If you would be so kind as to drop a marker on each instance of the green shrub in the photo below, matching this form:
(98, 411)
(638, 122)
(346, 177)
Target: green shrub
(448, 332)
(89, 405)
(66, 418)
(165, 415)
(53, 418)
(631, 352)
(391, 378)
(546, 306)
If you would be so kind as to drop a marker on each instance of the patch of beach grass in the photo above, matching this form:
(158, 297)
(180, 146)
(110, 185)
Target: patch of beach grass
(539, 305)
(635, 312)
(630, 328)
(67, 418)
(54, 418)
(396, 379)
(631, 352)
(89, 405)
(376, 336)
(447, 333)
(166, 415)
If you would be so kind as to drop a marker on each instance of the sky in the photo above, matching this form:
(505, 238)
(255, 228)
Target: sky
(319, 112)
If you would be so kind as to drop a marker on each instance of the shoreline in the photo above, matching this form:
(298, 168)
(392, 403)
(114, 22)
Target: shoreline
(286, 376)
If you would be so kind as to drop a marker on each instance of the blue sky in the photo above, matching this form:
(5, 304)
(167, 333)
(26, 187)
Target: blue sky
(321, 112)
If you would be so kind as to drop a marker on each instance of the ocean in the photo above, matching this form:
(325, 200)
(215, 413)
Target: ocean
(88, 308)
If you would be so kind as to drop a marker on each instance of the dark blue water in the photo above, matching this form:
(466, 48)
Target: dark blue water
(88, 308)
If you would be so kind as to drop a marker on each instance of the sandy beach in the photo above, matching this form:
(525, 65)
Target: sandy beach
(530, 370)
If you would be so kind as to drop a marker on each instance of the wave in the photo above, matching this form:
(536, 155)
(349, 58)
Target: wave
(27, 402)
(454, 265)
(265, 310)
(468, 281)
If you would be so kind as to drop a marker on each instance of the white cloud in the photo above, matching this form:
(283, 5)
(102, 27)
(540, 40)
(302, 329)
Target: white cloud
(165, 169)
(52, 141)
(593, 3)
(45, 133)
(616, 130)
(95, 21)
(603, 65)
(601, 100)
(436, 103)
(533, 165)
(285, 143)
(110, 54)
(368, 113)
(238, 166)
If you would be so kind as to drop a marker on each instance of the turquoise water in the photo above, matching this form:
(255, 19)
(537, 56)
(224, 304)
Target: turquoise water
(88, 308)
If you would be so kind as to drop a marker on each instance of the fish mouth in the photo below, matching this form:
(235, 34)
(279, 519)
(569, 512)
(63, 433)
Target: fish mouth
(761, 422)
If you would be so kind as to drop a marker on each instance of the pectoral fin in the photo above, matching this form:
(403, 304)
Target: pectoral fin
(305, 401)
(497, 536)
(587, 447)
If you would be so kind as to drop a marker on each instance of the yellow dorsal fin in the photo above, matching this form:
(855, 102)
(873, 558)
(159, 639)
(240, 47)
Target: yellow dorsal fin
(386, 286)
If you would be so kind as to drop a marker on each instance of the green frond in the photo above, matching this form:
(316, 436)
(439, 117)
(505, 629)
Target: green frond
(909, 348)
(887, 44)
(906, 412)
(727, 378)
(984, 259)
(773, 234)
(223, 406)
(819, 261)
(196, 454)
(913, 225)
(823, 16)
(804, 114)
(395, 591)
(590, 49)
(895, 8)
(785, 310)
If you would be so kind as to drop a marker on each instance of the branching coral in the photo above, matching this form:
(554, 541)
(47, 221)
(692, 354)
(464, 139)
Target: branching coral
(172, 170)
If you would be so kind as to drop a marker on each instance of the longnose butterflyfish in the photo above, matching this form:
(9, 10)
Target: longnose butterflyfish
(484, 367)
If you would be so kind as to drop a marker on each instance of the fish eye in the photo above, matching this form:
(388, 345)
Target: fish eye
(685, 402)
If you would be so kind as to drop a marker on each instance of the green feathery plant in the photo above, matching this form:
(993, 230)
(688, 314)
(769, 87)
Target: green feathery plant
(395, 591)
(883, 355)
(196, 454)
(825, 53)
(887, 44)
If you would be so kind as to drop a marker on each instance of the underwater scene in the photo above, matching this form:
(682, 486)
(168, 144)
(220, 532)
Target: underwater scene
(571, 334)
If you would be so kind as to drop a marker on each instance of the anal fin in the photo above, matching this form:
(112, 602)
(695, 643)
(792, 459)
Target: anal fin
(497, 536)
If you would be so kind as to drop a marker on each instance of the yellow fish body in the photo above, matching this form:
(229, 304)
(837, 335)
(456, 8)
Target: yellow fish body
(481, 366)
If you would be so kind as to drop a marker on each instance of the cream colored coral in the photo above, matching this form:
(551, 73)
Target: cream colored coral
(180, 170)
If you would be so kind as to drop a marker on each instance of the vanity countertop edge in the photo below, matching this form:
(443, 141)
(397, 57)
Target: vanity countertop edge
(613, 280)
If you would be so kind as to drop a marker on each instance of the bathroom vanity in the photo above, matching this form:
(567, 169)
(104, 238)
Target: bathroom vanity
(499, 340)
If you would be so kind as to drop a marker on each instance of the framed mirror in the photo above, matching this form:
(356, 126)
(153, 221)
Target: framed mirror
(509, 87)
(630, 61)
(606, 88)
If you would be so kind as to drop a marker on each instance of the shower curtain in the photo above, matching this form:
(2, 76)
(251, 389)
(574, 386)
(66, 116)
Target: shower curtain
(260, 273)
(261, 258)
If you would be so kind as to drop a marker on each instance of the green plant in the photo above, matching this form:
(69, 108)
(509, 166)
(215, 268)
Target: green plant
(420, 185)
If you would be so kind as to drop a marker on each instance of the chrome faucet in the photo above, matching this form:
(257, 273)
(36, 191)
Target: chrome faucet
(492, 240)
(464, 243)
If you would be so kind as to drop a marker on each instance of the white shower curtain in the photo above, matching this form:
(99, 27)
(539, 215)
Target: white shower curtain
____________
• [Problem requirements]
Transcribe the whole listing with nothing added or left out.

• [Exercise output]
If you would be so kind as to drop a marker on each instance of the green shrub in the photo below, matching this form:
(98, 411)
(638, 122)
(346, 177)
Target: green shrub
(448, 332)
(89, 405)
(66, 418)
(165, 415)
(53, 418)
(631, 352)
(391, 378)
(546, 306)
If you would be so kind as to drop a marker on each instance of the patch of beach grass in the photo above, matching this form:
(158, 297)
(180, 146)
(110, 185)
Target: patch of beach grass
(539, 305)
(635, 312)
(630, 328)
(67, 418)
(54, 418)
(396, 379)
(631, 352)
(89, 405)
(376, 336)
(447, 333)
(166, 415)
If you would be so kind as to drop a marker on each instance of the sky in the photo above, matching this form:
(505, 238)
(255, 228)
Target: sky
(319, 112)
If you would be so kind as to drop a marker on each instance of the shoreline in the photo above, matching this form:
(298, 168)
(392, 403)
(114, 22)
Target: shoreline
(286, 376)
If you would be so kind as to drop a marker on each instance of the blue sky in the photo above, matching this form:
(5, 304)
(167, 333)
(26, 187)
Target: blue sky
(321, 112)
If you would be so kind as to drop a marker on each instance of the ocean in the photo above, matching this form:
(325, 200)
(215, 413)
Target: ocean
(88, 308)
If you would be so kind as to drop a marker on each instance of the dark blue water in the photo above, matching this form:
(466, 48)
Target: dark blue water
(88, 308)
If you would be so kind as to drop a marker on each instance of the sandy beach in the photo above, matching this form:
(525, 65)
Target: sandy beach
(530, 370)
If you would be so kind as to drop a marker on each instance of the wave in the photo above, matching this form:
(536, 155)
(349, 58)
Target: wave
(27, 402)
(454, 265)
(265, 310)
(468, 281)
If you would be so kind as to drop a marker on each instance of the white cloud in the photo above, matching this form:
(283, 5)
(102, 27)
(540, 40)
(302, 329)
Target: white cloud
(165, 169)
(52, 141)
(593, 3)
(45, 133)
(616, 130)
(95, 21)
(603, 65)
(601, 100)
(436, 103)
(533, 165)
(285, 143)
(110, 54)
(368, 113)
(238, 166)
If you would be so kind as to drop a marker on each instance of the turquoise water in the photo above, matching this form:
(255, 19)
(537, 56)
(224, 304)
Target: turquoise water
(88, 308)
If you would be so kind as to drop a marker on each instance of the fish mouth in the photo below, matching this form:
(235, 34)
(279, 519)
(569, 512)
(63, 433)
Target: fish mouth
(761, 422)
If you would be so kind as to drop a marker on each instance of the pectoral fin in the photo above, matching this form:
(403, 304)
Target: pectoral fin
(305, 401)
(497, 536)
(587, 447)
If you would be so kind as to drop a marker on each instance of the yellow dorsal fin in the photo above, matching this form:
(855, 102)
(873, 558)
(159, 639)
(240, 47)
Target: yellow dorsal fin
(386, 286)
If you would be so kind as to drop a marker on each instance of the green frond in the photo above, matching this form:
(316, 436)
(439, 117)
(505, 629)
Target: green frond
(909, 348)
(887, 44)
(906, 412)
(727, 378)
(984, 259)
(773, 234)
(223, 406)
(819, 261)
(196, 454)
(913, 225)
(823, 16)
(804, 114)
(395, 591)
(590, 49)
(895, 8)
(785, 310)
If you would be so kind as to drop a marker on each instance of the branching coral in the photo above, matching this form:
(554, 541)
(47, 221)
(692, 354)
(464, 139)
Target: branching coral
(172, 170)
If you would be so kind as to drop a marker on each instance of the longnose butterflyfish in the photo above, matching this form:
(9, 10)
Target: longnose butterflyfish
(484, 367)
If you would be so kind as to drop a marker on each instance of the fish eye in the photo above, matching this form:
(388, 345)
Target: fish eye
(685, 402)
If you would be so kind as to drop a marker on each instance of the green feathery plant in the photo above, matching this form:
(993, 230)
(688, 314)
(769, 87)
Target: green feathery plant
(395, 591)
(883, 355)
(196, 454)
(825, 53)
(887, 44)
If you would be so kind as to drop a marker on each instance of the underwater scene in the photo above, matching this form:
(682, 486)
(168, 144)
(220, 532)
Target: underwater scene
(571, 334)
If you would be so kind as to drop a marker on each instance of the anal fin in the photo above, matching this form:
(112, 602)
(695, 643)
(792, 459)
Target: anal fin
(497, 536)
If you would be so kind as to drop a marker on each instance of the yellow fish body in the photo above, matching this form:
(229, 304)
(837, 335)
(456, 8)
Target: yellow fish body
(481, 366)
If you would be so kind as to drop a marker on each instance of the cream colored coral in the photo above, matching this form:
(551, 73)
Target: cream colored coral
(180, 170)
If you would be so kind as to drop a marker on each instance of the vanity countertop edge in the photo below, matching this form:
(443, 141)
(397, 57)
Target: vanity countertop edge
(613, 280)
If you would be so kind as to drop a marker on each instance of the bathroom vanity in the photo above, matching this form:
(567, 169)
(104, 238)
Target: bathroom vanity
(499, 340)
If you would be so kind as to drop a marker on each instance of the framed mirror in the photo above, matching this form:
(356, 126)
(153, 221)
Target: framed mirror
(509, 87)
(630, 61)
(606, 88)
If you would be so kind as to drop a marker on each instance of the shower curtain in the photo above, matching this form:
(2, 76)
(251, 389)
(574, 386)
(66, 116)
Target: shower curtain
(260, 273)
(261, 258)
If you would be so kind as to drop a marker on each instance of the green plant in the photo above, matching this form:
(69, 108)
(509, 166)
(215, 268)
Target: green plant
(420, 185)
If you would be so kind as to drop a marker on each instance of the chrome faucet in the photo above, matching this form:
(257, 273)
(36, 191)
Target: chrome faucet
(492, 240)
(464, 243)
If you would be so kind as to drop a marker on each instance of the white shower curtain in the photo above, matching this form:
(99, 27)
(539, 215)
Target: white shower curtain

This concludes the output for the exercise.